━━━━━ EXCERPTED DATA ━━━━━

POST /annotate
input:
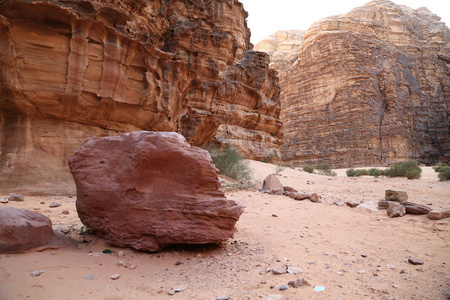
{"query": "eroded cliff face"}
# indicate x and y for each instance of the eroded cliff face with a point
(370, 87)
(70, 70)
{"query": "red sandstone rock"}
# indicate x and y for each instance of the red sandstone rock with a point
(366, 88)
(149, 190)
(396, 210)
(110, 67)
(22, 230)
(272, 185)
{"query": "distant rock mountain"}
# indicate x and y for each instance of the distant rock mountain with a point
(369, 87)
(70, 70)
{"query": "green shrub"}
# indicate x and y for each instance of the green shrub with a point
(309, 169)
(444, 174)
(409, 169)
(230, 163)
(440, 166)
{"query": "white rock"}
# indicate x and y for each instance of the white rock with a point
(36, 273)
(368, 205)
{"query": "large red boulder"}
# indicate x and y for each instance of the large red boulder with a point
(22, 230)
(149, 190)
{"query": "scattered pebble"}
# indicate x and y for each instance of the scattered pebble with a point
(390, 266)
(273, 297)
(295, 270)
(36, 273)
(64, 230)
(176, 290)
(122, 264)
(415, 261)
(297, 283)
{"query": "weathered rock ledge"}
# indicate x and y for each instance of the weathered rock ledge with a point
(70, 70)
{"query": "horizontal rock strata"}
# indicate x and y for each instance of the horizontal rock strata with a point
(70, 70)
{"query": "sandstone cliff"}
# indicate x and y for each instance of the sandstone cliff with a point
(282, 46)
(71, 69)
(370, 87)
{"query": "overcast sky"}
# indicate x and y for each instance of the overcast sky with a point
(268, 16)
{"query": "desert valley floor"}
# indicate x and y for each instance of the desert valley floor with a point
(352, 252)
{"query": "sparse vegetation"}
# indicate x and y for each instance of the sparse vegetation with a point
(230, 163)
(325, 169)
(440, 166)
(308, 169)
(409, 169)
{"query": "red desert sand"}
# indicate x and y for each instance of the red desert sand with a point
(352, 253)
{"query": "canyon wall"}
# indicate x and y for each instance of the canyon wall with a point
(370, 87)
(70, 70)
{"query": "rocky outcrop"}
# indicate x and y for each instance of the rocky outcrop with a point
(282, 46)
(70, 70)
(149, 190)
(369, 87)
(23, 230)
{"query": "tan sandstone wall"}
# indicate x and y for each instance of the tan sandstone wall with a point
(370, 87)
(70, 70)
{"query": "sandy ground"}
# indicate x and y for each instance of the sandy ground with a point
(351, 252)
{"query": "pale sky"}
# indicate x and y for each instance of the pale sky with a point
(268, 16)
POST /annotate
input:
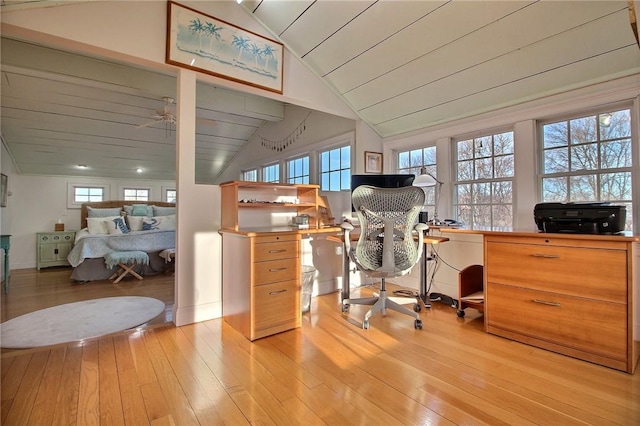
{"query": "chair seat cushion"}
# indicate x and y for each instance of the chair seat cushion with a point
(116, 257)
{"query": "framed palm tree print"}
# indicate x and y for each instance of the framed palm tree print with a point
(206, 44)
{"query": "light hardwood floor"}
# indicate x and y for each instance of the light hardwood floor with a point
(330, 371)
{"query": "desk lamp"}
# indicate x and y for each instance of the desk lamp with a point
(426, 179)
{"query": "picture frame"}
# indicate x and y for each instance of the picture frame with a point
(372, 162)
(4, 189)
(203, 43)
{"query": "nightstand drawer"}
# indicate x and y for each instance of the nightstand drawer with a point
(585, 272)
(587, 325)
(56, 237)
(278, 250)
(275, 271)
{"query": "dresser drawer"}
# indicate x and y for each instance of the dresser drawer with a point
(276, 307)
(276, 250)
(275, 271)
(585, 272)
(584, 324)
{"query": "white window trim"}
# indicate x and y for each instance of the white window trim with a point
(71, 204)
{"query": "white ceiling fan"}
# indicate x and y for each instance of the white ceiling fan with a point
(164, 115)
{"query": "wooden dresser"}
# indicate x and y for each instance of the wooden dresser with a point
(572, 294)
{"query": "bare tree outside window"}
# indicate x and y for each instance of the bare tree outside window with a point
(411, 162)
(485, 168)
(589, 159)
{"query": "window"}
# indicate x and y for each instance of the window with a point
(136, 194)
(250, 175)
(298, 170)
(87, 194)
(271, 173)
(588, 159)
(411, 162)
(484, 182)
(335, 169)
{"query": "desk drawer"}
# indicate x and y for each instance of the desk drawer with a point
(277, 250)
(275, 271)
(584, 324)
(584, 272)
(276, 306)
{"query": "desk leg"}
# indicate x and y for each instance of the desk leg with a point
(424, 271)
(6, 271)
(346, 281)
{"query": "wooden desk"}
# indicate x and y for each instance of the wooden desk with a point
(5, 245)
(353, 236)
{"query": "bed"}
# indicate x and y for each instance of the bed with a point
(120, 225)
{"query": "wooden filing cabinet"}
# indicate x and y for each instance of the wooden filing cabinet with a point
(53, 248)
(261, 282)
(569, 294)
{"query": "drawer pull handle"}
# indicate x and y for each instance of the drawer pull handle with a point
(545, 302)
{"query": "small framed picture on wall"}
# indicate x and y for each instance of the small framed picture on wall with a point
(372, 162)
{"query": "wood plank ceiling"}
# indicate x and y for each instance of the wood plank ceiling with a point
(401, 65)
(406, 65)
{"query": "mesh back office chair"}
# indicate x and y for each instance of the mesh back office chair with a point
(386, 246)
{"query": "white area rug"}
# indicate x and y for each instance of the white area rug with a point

━━━━━

_EXERCISE INSTRUCTIONS:_ Images in the records should not be copied. Repeat all the rest exactly.

_WRITTEN SOLUTION:_
POST /annotate
input:
{"query": "eroded cliff face"}
# indicate x and y for each instance of the eroded cliff face with a point
(370, 87)
(70, 70)
{"query": "red sandstone rock"}
# indicate x and y for each instance of the red sandstone rock with a point
(366, 88)
(149, 190)
(396, 210)
(110, 67)
(22, 230)
(272, 185)
{"query": "distant rock mountain"}
# indicate x and y for each instance of the distant rock mountain with a point
(369, 87)
(70, 70)
{"query": "green shrub"}
# indicate x and y for each instance of the green shrub with a point
(309, 169)
(444, 174)
(409, 169)
(230, 163)
(440, 166)
{"query": "white rock"}
# indicate x and y for each instance of the white rock with a point
(36, 273)
(368, 205)
{"query": "large red boulder"}
# indicate x and y for each instance of the large red boulder with a point
(22, 230)
(149, 190)
{"query": "scattered pebble"}
# indicate x and y for each instance of the scattered pebble with a point
(390, 266)
(273, 297)
(295, 270)
(36, 273)
(64, 230)
(176, 290)
(122, 264)
(415, 261)
(297, 283)
{"query": "weathered rock ledge"}
# indicate x and y for each instance of the weathered rock ledge with a point
(70, 70)
{"query": "horizontal rock strata"}
# indicate x and y for each instance of the horizontal rock strata with a point
(70, 70)
{"query": "sandstone cliff"}
# indicate x and y for each instance of the sandstone cliff with a point
(282, 46)
(71, 69)
(370, 87)
{"query": "overcast sky"}
# indicate x and y for each instance of the overcast sky with a point
(268, 16)
{"query": "desert valley floor"}
# indicate x and y for each instance of the desert valley floor with a point
(352, 252)
{"query": "sparse vegetation"}
# indicate x and y for each instance of the sparse vegetation with a point
(230, 163)
(325, 169)
(440, 166)
(308, 169)
(409, 169)
{"query": "red desert sand"}
# indicate x and y for each instance of the red desert sand with a point
(352, 253)
{"query": "canyon wall"}
# indicate x and y for each instance of the canyon wall with a point
(370, 87)
(70, 70)
{"query": "rocky outcrop"}
# indicate x and y for each instance of the rocky outcrop with a point
(282, 46)
(70, 70)
(149, 190)
(369, 87)
(23, 230)
{"query": "tan sandstone wall"}
# indicate x and y for each instance of the tan sandstone wall with a point
(370, 87)
(70, 70)
{"query": "sandy ground"}
# indicate x and y for each instance of the sandy ground with a point
(351, 252)
{"query": "pale sky"}
# indicate x and y for each instance of the pale sky with a point
(268, 16)
POST /annotate
input:
{"query": "chair seat cushion"}
# indicate x and y for each instance of the chair seat cushion with a point
(116, 257)
{"query": "framed palm tree print"}
# indicate x and y for each instance of the framed palm tree print with a point
(206, 44)
{"query": "light hardwood floor"}
# indicate x and y for each instance of the light hardwood floor with a point
(330, 371)
{"query": "desk lamp"}
# indicate x and y for each instance of the desk lamp with a point
(426, 179)
{"query": "picture frame"}
# indicate x and y for each instance of the picture frame with a point
(372, 162)
(4, 189)
(203, 43)
{"query": "nightstand drawer"}
# indicate x and y for each instance of the nightstand drawer with a point
(585, 272)
(587, 325)
(56, 237)
(278, 250)
(275, 271)
{"query": "dresser drawer"}
# indicate x and y for each instance of the dresser drawer with a point
(276, 307)
(276, 250)
(275, 271)
(585, 272)
(584, 324)
{"query": "white window trim"}
# indicate x and y for each instance of the white window trim with a point
(71, 204)
{"query": "white ceiling fan"}
# indicate x and y for each instance of the white ceiling fan with a point
(164, 115)
{"query": "wooden dresser"}
# indicate x and y for each instance of the wooden dresser with a point
(572, 294)
{"query": "bare tree outside window"}
# indicate x and y for each instance of the bare tree outside window with a point
(411, 162)
(485, 168)
(589, 159)
{"query": "window"}
# indicate x and y for each instance of the window with a point
(136, 194)
(250, 175)
(298, 170)
(87, 194)
(271, 173)
(588, 159)
(411, 162)
(484, 182)
(335, 169)
{"query": "desk drawer"}
# indicate x and y for each instance of the desk drawer with a point
(277, 250)
(275, 271)
(584, 324)
(584, 272)
(276, 306)
{"query": "desk leg"}
# indicate x and y for each instance of the desk leg with a point
(424, 271)
(6, 271)
(346, 281)
{"query": "wooden desk"}
# indicate x and y for each instance of the wooden desk with a point
(5, 245)
(353, 236)
{"query": "bed"}
# indicate x and y for each instance of the bed with a point
(120, 225)
{"query": "wooden filing cabinet"}
# indicate x and y for each instance of the wooden filing cabinet with a point
(53, 248)
(261, 282)
(569, 294)
{"query": "drawer pull handle"}
# indicate x and y for each instance of the drawer pull handle with a point
(545, 302)
{"query": "small framed picture on wall"}
# indicate x and y for each instance of the small framed picture on wall with a point
(372, 162)
{"query": "wood plank ceiling"}
# indicate x and y for each instance of the wood plank ceiling with a point
(401, 65)
(406, 65)
{"query": "mesh back office chair"}
# indicate x and y for each instance of the mesh back office chair with a point
(386, 246)
{"query": "white area rug"}
# indicate x and y for each instance of the white area rug with a point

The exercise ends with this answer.